» ACTIVITY:
Could you write out, exactly, every line from the top of the data through the line holding "Target: cabinet door"? Omit the pictures.

» SUPPLIED ENTRIES:

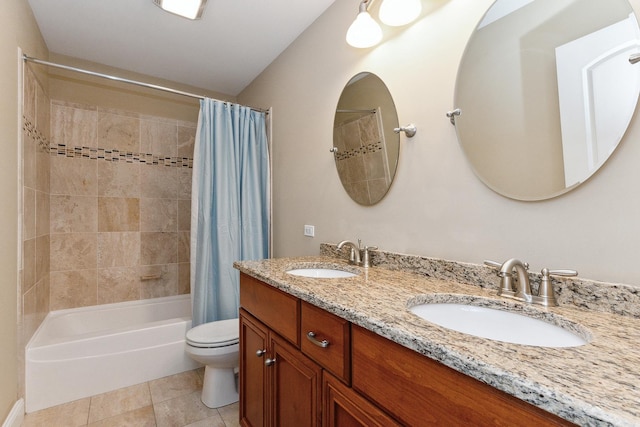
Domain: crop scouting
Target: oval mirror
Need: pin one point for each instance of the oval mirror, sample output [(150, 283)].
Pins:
[(546, 91), (365, 147)]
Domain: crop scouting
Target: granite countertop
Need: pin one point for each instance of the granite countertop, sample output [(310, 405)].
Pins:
[(594, 384)]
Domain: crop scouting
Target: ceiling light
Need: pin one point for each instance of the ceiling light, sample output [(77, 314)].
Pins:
[(399, 12), (191, 9), (364, 31)]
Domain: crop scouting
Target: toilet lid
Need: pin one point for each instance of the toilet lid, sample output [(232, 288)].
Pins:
[(214, 334)]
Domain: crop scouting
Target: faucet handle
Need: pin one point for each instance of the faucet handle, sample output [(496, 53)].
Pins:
[(546, 295), (493, 264), (566, 273)]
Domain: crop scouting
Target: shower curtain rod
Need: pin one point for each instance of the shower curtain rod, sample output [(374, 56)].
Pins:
[(123, 80)]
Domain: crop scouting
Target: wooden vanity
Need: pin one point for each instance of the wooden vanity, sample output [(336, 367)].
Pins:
[(355, 377)]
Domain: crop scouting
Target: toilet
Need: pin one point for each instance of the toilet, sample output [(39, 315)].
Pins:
[(215, 345)]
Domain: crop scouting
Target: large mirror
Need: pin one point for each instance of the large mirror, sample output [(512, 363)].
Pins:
[(546, 91), (365, 146)]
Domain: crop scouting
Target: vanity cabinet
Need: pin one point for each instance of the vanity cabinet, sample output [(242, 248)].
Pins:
[(358, 379)]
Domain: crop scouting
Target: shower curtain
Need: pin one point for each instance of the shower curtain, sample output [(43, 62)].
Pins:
[(229, 205)]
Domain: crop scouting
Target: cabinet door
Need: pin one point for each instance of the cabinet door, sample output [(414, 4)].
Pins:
[(343, 407), (295, 386), (253, 385)]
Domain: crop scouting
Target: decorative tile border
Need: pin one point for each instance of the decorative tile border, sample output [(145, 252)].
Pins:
[(102, 153), (31, 131), (357, 152)]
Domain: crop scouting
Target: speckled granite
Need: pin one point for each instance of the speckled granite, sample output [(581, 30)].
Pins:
[(595, 384), (589, 294)]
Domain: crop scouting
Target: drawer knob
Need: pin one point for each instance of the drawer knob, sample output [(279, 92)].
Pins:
[(311, 336)]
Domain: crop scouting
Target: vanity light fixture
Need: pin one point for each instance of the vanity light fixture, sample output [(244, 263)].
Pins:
[(364, 31), (191, 9), (396, 13)]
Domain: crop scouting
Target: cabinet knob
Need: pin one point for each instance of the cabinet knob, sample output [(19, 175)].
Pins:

» ANSWER FOR THIS EXERCISE:
Domain: crop scouting
Target: oval mirror
Need: pin one point for each instance of the oval mirror, sample output [(150, 283)].
Pins:
[(546, 91), (365, 147)]
Domain: crop scouting
Target: granite countertop
Need: pin one point for each instance of the granite countertop, sample output [(310, 405)].
Pins:
[(594, 384)]
Domain: crop scouting
Target: ceiling light
Need: pin one point for each instance of the ceiling light, sample output [(77, 314)].
Pins:
[(399, 12), (191, 9), (364, 31)]
Domain: crop scouting
Target: toilet lid
Need: pin one point for each instance of the toilet lid, sample output [(232, 288)].
Pins:
[(214, 334)]
Domain: crop scouting
Target: faucet handle
Need: pin one point for each instance of the faucet handle, sample output [(496, 53)].
Pins:
[(546, 295), (493, 264), (566, 273)]
Domain: crop scouting
Target: shower curtain rod
Need: pin one point for each instance of the shower curtain rod, sample output [(374, 56)].
Pins:
[(123, 80)]
Domain: crop scouting
Target: wooden vanity
Need: pin one point for each instance of the wooden vanity, sample output [(336, 367)].
Pins:
[(355, 377)]
Domain: crop scouting
Target: toilet
Need: pin one point for each instance of the toilet, sample output [(39, 315)].
Pins:
[(215, 345)]
Domain: crop scouting
Target: large mirror
Need: pin one point for each instance of the large mirror, sample output [(512, 363)].
Pins:
[(546, 91), (365, 146)]
Domain: crop scouting
Target: vanity cabinet
Need: pin one point for each instance of the vanity cabinet, sample output [(242, 248)].
Pins:
[(358, 379)]
Domain: crop scouting
Target: shower curtain
Need: pin one point for each instance of the shower curtain, sample output [(43, 62)].
Pins:
[(229, 205)]
Domain: crop scouting
Target: cabinet door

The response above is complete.